## TASK DIRECTIONS:
Update all the entries below by changing "Target" to "Object" wherever it occurs, and rewrite them with nothing else altered. Leave the pictures out of your answer.

##### DATA ENTRIES

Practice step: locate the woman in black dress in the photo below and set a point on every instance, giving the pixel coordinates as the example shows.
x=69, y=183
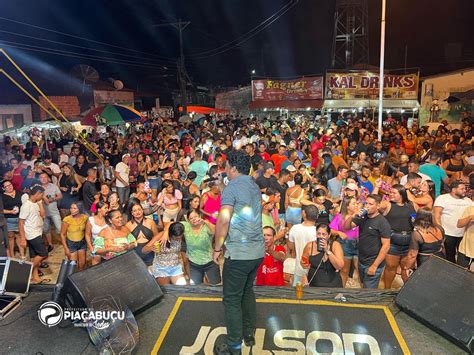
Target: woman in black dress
x=69, y=184
x=323, y=264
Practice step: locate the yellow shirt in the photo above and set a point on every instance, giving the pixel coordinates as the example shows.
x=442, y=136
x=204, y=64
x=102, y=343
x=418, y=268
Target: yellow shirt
x=467, y=243
x=76, y=227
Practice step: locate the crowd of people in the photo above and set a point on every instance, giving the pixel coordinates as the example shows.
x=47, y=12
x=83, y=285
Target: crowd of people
x=336, y=202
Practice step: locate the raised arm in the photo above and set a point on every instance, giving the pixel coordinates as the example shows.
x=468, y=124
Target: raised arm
x=222, y=228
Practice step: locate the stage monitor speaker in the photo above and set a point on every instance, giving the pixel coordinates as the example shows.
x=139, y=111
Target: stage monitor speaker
x=125, y=277
x=440, y=295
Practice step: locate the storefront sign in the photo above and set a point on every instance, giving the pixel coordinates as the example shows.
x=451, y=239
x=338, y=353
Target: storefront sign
x=285, y=327
x=365, y=85
x=310, y=88
x=104, y=97
x=68, y=105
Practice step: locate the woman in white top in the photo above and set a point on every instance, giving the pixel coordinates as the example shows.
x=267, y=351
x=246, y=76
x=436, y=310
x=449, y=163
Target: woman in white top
x=94, y=226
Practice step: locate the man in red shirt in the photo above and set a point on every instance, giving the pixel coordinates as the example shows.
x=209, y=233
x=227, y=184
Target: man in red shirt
x=270, y=272
x=279, y=158
x=16, y=177
x=262, y=152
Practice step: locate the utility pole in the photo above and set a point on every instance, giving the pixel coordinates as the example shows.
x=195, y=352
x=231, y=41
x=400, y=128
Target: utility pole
x=182, y=74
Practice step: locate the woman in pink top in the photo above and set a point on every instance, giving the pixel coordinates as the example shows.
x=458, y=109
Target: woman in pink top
x=170, y=199
x=315, y=146
x=348, y=238
x=211, y=202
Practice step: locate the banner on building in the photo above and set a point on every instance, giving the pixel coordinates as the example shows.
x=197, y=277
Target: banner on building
x=68, y=105
x=365, y=85
x=105, y=97
x=308, y=88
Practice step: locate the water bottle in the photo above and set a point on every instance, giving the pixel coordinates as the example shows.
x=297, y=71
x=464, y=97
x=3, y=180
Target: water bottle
x=299, y=291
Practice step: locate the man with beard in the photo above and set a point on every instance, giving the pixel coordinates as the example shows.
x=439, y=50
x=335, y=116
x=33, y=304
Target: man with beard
x=364, y=179
x=447, y=210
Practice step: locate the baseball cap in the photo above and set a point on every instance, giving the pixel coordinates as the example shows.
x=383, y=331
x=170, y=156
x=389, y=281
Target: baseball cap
x=267, y=166
x=352, y=186
x=266, y=199
x=35, y=189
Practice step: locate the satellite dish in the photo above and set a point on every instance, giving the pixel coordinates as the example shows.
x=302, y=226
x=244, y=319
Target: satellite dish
x=118, y=85
x=85, y=73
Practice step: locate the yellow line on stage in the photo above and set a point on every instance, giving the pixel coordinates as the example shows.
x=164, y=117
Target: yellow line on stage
x=388, y=314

##########

## COMPLETE ANSWER:
Practice step: locate the woman in black dress in the photo below and set a point on every instance, giving the pixel coordinates as the example shows.
x=69, y=183
Object: woman in black dress
x=69, y=184
x=323, y=264
Practice step: locate the yellow shirt in the photo above and set a point on every instance, giving the pixel coordinates as the example shows.
x=442, y=136
x=204, y=64
x=102, y=343
x=418, y=268
Object: yellow shirt
x=467, y=243
x=76, y=227
Practice step: locate the crowd of people in the photo above and set a point on every instance, giving the pixel coordinates as the example shows.
x=47, y=12
x=83, y=285
Object: crowd of people
x=336, y=202
Practice step: locate the raised arm in the photo above and set a point on every instance, giving the pixel coordinates as the example shows.
x=468, y=124
Object: raised arm
x=222, y=228
Practice step: locate the stage monitor speaker in the photo above and set a point on every instance, giving the pixel coordinates as the example shows.
x=139, y=111
Object: stage monitor speaker
x=125, y=277
x=440, y=295
Practice step: locate the storefront sign in the photo above and set a point on every instance, giving the pixel coordinates as the example shows.
x=451, y=239
x=338, y=353
Object: storefront sign
x=285, y=327
x=365, y=85
x=310, y=88
x=104, y=97
x=68, y=105
Practice step: locate the woman in white top in the photo above and set a point on every instance, giving the pixel coordinates as the example shows.
x=267, y=351
x=246, y=76
x=436, y=310
x=449, y=163
Object: woman in white top
x=94, y=226
Practice step: locate the man in red shirt in the photo above and set a point on every instance, giving the pixel coordinates as the example shows.
x=209, y=233
x=227, y=184
Object: man in red shirt
x=270, y=272
x=279, y=158
x=16, y=177
x=262, y=152
Practice step: locate the utility pole in the photo above and set a point on every instance, giving the pixel coordinates as the example shows.
x=195, y=352
x=231, y=41
x=400, y=128
Object: utility pole
x=182, y=74
Practice step: locate the woman in pink top in the photo above and set a point on every instance, giving the pixel coordinates as the example shows.
x=458, y=109
Object: woman in pink top
x=170, y=199
x=315, y=146
x=348, y=238
x=211, y=202
Practice step: locate the banner on building in the photo above and set a point on every instance, giving the pixel coordinates as the example shows.
x=197, y=277
Object: banner on building
x=68, y=105
x=365, y=85
x=105, y=97
x=308, y=88
Practice step: locate the water bottle in the photo above and set a point on every instance, giving the pixel coordinates as the example shows.
x=297, y=71
x=464, y=97
x=3, y=180
Object: water bottle
x=299, y=291
Practice step: locate the man with beard in the photo above and set a point on every instance, giving the pixel coordinates as the example shows.
x=439, y=50
x=335, y=116
x=33, y=304
Object: man with beard
x=364, y=179
x=447, y=210
Practice step: locate the baseball cap in the photo above and set a point on every instance, giving the pixel coordinates as the example shows.
x=383, y=331
x=170, y=156
x=389, y=281
Object: baseball cap
x=267, y=166
x=352, y=186
x=266, y=199
x=35, y=189
Practice step: locate the satellite dish in the photo above and set a point on every instance, giving the pixel coordinates as the example shows.
x=302, y=226
x=244, y=319
Object: satellite dish
x=118, y=85
x=85, y=73
Practice step: locate the yellow line on stage in the photo above and set a point on every instance, giving the pixel coordinates as the example shows.
x=164, y=117
Object: yellow line on stage
x=388, y=314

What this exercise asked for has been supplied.